▸ **PASSAGE SHOWN**:
━━━━━━━━━━━━━━━━

Georges Bounajem, M.D.
Study first author Georges Bounajem, M.D., is Assistant Professor of Orthopaedic Surgery at UT Southwestern.

“This research helps to identify risk factors for revision surgery so patients can be better counseled on expectations with their knee replacements. It also helps surgeons identify which patients may be good candidates for surgery,” said Georges Bounajem, M.D., Assistant Professor of Orthopaedic Surgery at UT Southwestern and first author of the study.

TKA, also known as total knee replacement, is among the most common and fastest-growing surgeries in the U.S., as well as one of the most impactful procedures in improving patient outcomes through orthopedic surgery. The rise in these procedures has been accompanied by an increase in TKA revision – a second surgery for patients who experience complications with their initial surgery.

The number of revision surgeries was projected to increase between 78% and 182% from 2014 to 2030, with the financial burden on the U.S. health care system expected to surpass $13 billion, according to the study.

━━━━━━━━━━━━━━━━

▸ **MATERIAL PROVIDED**:
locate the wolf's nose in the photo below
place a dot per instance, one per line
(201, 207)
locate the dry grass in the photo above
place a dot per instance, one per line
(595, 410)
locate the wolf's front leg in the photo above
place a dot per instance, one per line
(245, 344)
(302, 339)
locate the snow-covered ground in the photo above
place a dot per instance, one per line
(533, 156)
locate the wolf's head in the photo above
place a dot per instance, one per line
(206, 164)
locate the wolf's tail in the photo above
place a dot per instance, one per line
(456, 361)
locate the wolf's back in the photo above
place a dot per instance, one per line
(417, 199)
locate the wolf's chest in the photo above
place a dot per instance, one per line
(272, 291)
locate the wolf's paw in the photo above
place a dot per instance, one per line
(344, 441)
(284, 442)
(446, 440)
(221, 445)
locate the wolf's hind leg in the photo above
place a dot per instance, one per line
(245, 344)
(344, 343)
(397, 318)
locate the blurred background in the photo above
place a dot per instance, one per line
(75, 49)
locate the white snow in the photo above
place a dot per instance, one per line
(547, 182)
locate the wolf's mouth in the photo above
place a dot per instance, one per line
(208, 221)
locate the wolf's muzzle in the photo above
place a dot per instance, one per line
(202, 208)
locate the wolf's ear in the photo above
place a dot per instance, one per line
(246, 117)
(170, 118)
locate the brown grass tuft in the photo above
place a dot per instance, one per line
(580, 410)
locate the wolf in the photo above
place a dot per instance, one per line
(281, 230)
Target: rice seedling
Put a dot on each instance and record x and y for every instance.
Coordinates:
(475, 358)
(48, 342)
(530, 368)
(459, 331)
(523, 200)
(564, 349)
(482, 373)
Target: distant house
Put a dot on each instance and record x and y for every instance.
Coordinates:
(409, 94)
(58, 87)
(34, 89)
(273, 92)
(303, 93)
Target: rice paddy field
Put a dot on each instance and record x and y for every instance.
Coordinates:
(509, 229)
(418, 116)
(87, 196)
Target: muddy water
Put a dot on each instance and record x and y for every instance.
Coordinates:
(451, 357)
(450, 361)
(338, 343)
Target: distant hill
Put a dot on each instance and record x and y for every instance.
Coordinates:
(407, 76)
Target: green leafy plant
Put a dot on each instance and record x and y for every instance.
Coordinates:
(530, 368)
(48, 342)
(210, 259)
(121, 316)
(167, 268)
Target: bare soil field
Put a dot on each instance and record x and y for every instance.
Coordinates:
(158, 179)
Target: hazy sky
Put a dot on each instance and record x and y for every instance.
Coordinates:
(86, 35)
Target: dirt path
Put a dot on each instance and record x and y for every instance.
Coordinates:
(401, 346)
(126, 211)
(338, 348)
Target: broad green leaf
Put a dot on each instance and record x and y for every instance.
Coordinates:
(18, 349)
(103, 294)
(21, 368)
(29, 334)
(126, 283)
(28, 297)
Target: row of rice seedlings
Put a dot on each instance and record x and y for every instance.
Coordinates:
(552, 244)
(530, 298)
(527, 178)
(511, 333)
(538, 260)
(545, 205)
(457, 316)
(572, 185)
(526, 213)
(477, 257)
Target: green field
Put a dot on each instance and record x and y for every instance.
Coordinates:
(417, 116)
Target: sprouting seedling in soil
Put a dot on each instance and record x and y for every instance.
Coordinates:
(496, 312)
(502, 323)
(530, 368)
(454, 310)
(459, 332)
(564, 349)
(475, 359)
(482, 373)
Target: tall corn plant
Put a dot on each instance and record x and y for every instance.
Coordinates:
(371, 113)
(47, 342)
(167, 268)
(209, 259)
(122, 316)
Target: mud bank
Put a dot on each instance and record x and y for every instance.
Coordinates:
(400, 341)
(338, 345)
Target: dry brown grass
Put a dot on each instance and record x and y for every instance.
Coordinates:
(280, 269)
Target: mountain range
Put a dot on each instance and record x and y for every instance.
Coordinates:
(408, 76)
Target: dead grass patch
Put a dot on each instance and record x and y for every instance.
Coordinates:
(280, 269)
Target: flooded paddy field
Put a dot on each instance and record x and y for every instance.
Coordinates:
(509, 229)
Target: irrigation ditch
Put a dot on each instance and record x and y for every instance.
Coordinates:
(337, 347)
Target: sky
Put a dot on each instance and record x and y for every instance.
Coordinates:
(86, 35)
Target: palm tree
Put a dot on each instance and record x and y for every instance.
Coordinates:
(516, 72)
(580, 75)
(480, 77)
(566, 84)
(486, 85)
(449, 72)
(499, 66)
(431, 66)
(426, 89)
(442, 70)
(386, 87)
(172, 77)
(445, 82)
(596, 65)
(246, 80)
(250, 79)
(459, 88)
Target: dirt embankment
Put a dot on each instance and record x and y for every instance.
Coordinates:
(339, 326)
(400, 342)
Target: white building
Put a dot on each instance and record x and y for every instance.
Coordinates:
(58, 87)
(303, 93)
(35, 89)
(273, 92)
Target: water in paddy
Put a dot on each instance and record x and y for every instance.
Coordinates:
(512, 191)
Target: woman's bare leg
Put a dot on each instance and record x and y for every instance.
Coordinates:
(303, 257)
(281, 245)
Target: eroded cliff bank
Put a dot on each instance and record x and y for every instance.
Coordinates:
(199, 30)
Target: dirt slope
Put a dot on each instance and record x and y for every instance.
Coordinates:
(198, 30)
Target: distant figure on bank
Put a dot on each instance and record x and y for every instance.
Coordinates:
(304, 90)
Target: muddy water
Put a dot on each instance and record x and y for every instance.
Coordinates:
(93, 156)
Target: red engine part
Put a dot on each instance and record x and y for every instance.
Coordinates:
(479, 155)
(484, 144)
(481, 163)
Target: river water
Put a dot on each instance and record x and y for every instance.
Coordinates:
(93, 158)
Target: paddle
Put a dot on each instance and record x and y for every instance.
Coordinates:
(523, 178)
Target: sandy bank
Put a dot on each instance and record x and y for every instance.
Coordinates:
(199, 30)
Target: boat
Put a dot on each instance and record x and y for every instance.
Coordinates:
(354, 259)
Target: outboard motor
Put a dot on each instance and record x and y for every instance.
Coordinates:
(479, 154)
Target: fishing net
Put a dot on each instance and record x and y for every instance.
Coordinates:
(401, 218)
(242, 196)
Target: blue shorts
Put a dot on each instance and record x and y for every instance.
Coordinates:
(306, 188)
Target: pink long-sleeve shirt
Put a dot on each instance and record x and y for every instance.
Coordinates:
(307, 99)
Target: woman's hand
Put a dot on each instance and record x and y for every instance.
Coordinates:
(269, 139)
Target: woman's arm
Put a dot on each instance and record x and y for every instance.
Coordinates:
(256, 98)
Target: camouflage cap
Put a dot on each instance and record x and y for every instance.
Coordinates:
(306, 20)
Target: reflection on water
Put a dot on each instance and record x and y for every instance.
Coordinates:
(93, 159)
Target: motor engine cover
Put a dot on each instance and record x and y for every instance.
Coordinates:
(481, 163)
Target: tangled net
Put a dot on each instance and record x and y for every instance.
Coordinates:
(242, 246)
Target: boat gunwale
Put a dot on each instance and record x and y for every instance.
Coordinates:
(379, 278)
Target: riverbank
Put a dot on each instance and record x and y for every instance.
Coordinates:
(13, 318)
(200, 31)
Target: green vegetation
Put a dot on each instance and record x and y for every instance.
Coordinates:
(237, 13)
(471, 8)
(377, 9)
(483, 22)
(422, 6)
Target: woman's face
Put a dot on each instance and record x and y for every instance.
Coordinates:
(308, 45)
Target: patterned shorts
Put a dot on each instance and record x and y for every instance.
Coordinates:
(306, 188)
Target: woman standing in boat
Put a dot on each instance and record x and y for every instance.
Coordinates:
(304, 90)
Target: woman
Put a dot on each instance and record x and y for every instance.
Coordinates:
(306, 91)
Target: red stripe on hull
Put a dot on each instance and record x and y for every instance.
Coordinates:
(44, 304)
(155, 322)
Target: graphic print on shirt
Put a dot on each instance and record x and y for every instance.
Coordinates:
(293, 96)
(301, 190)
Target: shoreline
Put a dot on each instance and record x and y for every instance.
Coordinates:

━━━━━━━━━━━━━━━━

▸ **PROBLEM 1**: Translate this sentence from the knee replacement passage into Spanish: "The rise in these procedures has been accompanied by an increase in TKA revision – a second surgery for patients who experience complications with their initial surgery."
▸ **PROBLEM 2**:
Answer these questions from the knee replacement passage:
(a) What position does Georges Bounajem hold at UT Southwestern?
(b) By what range was the number of revision surgeries projected to increase from 2014 to 2030?
(c) What amount was the financial burden on the U.S. health care system expected to surpass?
The items are independent material and have no connection to the knee replacement passage.

▸ **RESPONSE BOX 1**: El aumento de estos procedimientos ha ido acompañado de un incremento en la revisión de TKA, una segunda cirugía para los pacientes que experimentan complicaciones con su cirugía inicial.

▸ **RESPONSE BOX 2**:
(a) Assistant Professor of Orthopaedic Surgery
(b) Between 78% and 182%
(c) $13 billion